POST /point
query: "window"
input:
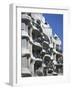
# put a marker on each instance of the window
(24, 62)
(25, 43)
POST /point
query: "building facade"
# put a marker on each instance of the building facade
(41, 52)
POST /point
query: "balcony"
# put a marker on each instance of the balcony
(25, 72)
(36, 59)
(25, 18)
(56, 52)
(59, 49)
(25, 52)
(24, 34)
(46, 42)
(47, 56)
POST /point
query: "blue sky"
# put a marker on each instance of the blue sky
(56, 23)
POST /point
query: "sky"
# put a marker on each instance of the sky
(56, 23)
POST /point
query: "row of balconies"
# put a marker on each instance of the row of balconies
(43, 39)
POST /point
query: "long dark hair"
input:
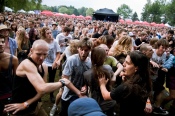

*Goal:*
Rewrite all of the items above with every "put a marker" swapped for "place a point" and nothing else altered. Leave the pictures out of your answer.

*Final result:*
POST /point
query: "window"
input:
# place a point on each instance of the window
(24, 62)
(25, 43)
POST /point
query: "building facade"
# place a point on each instance of the building facade
(41, 52)
POST /point
query: "balcony"
# place a point on each instance of the balcony
(25, 72)
(36, 59)
(25, 18)
(56, 52)
(59, 49)
(25, 52)
(24, 34)
(46, 42)
(47, 56)
POST /point
query: "blue sky"
# place a point on each instance of the blue sky
(56, 23)
POST /point
query: "sky"
# place a point on each instance of the sky
(56, 23)
POST /point
query: "row of balconies"
# place a point on each instance of the row of balconies
(43, 39)
POST /point
query: "long dark hair"
input:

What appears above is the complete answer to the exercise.